Task requirements:
Copy out the material below line for line, keeping every character the same.

Listing:

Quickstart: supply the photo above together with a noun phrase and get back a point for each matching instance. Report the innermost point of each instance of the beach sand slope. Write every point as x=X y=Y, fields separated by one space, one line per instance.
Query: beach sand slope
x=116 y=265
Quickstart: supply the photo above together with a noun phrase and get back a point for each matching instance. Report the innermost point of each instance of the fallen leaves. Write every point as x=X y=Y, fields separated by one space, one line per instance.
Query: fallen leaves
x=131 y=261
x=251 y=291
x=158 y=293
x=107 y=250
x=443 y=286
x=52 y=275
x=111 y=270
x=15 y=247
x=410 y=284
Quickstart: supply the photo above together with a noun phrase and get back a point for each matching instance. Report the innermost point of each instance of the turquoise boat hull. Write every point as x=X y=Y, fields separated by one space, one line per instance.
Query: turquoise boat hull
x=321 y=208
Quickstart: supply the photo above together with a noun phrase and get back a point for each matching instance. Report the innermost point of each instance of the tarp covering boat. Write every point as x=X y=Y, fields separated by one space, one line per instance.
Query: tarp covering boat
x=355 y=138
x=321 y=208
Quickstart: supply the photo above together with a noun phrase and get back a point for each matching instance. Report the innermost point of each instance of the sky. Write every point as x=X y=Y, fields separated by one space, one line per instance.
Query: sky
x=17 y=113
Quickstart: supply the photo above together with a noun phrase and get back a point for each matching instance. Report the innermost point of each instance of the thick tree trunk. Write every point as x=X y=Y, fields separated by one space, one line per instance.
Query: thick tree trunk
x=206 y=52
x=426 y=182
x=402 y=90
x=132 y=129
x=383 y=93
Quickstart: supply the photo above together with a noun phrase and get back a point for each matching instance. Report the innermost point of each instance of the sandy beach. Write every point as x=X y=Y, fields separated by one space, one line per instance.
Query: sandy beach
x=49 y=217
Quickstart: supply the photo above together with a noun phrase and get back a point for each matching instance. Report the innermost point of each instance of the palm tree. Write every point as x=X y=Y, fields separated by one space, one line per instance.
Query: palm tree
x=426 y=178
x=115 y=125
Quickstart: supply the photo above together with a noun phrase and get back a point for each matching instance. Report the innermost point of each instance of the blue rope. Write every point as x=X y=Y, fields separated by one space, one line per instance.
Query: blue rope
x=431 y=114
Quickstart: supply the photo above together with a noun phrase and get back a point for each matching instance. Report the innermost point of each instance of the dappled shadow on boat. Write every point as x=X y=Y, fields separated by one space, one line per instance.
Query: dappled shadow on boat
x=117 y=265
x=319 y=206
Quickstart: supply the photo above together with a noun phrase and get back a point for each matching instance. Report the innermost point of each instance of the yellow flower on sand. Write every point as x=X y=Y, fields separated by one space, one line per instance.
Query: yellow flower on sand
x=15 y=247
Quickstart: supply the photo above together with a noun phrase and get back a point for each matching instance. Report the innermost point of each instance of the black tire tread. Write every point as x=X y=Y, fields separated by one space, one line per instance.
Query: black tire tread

Answer to the exercise:
Quickstart: supply the photo above together with a noun phrase and get back a point for each matching instance. Report the innermost point of each instance of the beach sand slope. Write every point as x=X y=Y, fields separated by one space, one line per instance.
Query: beach sand slope
x=116 y=265
Quickstart: supply the photo above together with a noun phrase and get back a point for each matching instance. Report the innermost point of each instance of the fallen leaves. Write every point as x=X y=Y, fields separated by one space, one line per instance.
Query: fallen leaves
x=131 y=261
x=251 y=291
x=158 y=293
x=107 y=250
x=443 y=286
x=52 y=275
x=111 y=270
x=15 y=247
x=410 y=284
Quickstart: supply the photo above together with a noun phrase and get back a point for each matching instance. Report the innermost point of each instance of the turquoise boat hull. Write every point as x=X y=Y, fields separated by one space, one line per instance.
Query: turquoise boat hull
x=321 y=208
Quickstart: supply the photo above together with a noun phrase and get back a point for each matching instance. Report the innermost point of each instance of the tarp covering boat. Write every point as x=X y=Y, fields separated by one space, one line per instance.
Query: tarp covering boat
x=355 y=138
x=321 y=208
Quickstart: supply the photo above together with a noun phrase and get back a point for each matching instance. Report the innermost point of each instance of the sky. Write every point as x=X y=Y, fields separated by one space, one line per instance.
Query: sky
x=17 y=113
Quickstart: supply the photo above together with a noun phrase and get back a point for each matching instance. Report the innermost point of each instance of the thick tree trunk. Write every point as x=X y=Y, fields separated by one space, one line per instance.
Query: thick tree trunk
x=206 y=52
x=426 y=182
x=402 y=90
x=132 y=129
x=383 y=93
Quickstart: supply the photo above together with a noun phrase and get back a point for each matching instance. Report the innermost point of each instance of the sandy beach. Write every point as x=X y=Y, fields separated by one space, one line per instance.
Query: sandy beach
x=49 y=217
Quickstart: supply the photo above together with a noun phrase and get back a point for each matching instance. Report the innermost point of each instance of the palm tree. Write every point as x=X y=Y, fields separated by one space, one line per instance.
Query: palm tree
x=426 y=178
x=115 y=125
Quickstart: supply the photo above together with a noun phrase and get back a point for each matching instance. Report the innermost point of each instance of the blue rope. Write every point as x=X y=Y, fields separated by one space, one line per instance.
Query: blue rope
x=431 y=114
Quickstart: supply the photo above together with a noun phrase and get back a point for each matching instance. Report the innermost point of each instance of the dappled shadow on boat. Write every point as x=X y=Y, fields separated by one space, one line per instance.
Query: dappled shadow on boat
x=117 y=265
x=319 y=206
Quickstart: supply the photo above together with a noun phrase and get back a point for each matching instance. Report the innermost point of each instance of the yellow flower on sand. Write every point as x=X y=Y, fields separated by one space, one line per instance.
Query: yellow flower on sand
x=15 y=247
Quickstart: supply the photo above together with a noun phrase and get back a point for each matching instance. Report the innermost point of each instance of the black tire tread. Write every point as x=X y=Y, fields separated by one space, one line per instance.
Query: black tire tread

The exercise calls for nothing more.